DIRECTIONS: Could you copy exactly the lines below, beginning at the line with "Target: white head covering" and stopping after the line with "like (214, 109).", with no pictures?

[DATA TO USE — start]

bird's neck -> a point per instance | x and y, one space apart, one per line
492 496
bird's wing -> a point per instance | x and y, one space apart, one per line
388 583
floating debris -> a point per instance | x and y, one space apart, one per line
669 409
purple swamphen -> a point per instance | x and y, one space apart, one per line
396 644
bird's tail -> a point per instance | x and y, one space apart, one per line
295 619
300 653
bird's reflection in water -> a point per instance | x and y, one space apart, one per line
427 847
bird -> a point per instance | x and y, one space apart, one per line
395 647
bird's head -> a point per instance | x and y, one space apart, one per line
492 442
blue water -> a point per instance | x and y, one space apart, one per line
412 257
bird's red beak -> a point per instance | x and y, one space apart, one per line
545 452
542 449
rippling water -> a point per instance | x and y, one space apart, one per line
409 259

[DATA TO USE — finish]
[DATA TO USE — start]

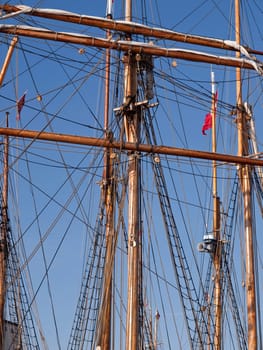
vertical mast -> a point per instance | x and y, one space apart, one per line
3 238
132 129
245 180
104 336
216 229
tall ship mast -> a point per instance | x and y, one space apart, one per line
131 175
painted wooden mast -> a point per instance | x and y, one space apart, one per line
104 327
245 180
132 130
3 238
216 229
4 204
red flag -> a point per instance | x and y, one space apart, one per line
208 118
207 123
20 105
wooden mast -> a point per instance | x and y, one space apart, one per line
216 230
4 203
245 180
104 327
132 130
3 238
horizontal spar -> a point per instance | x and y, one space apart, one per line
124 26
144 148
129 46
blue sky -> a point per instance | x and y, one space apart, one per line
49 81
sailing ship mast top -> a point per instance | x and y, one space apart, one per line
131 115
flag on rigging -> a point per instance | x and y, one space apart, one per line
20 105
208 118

[DATA TO USE — finish]
[DATA TO USE — start]

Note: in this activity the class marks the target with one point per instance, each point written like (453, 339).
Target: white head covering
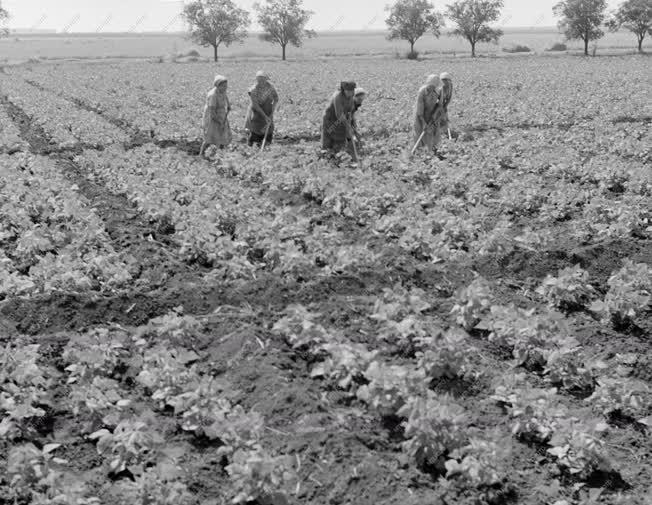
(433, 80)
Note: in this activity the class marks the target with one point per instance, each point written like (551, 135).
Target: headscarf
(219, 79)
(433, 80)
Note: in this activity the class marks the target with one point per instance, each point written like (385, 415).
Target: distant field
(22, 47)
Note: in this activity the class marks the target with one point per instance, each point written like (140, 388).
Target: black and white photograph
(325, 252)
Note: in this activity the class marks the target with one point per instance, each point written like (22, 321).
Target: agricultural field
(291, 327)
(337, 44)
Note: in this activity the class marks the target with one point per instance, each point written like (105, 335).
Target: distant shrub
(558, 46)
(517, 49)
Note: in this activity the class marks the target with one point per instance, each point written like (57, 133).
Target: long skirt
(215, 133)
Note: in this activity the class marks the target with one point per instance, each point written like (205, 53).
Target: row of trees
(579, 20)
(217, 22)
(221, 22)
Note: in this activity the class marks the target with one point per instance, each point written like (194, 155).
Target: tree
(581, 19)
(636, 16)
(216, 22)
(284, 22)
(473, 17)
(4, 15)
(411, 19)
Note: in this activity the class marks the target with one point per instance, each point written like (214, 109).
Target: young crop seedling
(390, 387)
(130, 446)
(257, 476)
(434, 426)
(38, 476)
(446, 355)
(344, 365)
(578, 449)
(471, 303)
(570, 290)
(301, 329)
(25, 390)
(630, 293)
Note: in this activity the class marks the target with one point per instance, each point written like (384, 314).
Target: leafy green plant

[DATA TO USE — finish]

RESULT BELOW:
Target: white head covering
(433, 80)
Note: in this activity the class marks the target with one point per instance, each point written like (551, 135).
Target: headscarf
(219, 79)
(433, 80)
Note: in this activity the class marks the target with one point per instance, each point written like (385, 415).
Target: distant field
(22, 47)
Note: in this activity the class marks the target with one point per instance, each point written like (140, 388).
Target: black and white photograph
(325, 252)
Note: in this activity the class marks the target with one point per instance, each point written like (22, 321).
Target: agricultural field
(291, 327)
(337, 44)
Note: in this activity the class marks the target with one point per instance, each point written like (105, 335).
Target: distant shrub
(558, 46)
(517, 49)
Note: in this activity the class marks the target with one point per instance, each point written like (57, 133).
Target: long skirt
(215, 133)
Note: in this activity the class marks the target with one point per instance, each point written like (205, 53).
Target: row of trees
(579, 20)
(217, 22)
(221, 22)
Note: in this activity the class marks the target with one point per instance, each point written like (194, 155).
Target: tree
(581, 19)
(636, 16)
(216, 22)
(284, 22)
(473, 17)
(4, 15)
(411, 19)
Note: in this activity the class marks the target with one point per instance, each point written like (214, 109).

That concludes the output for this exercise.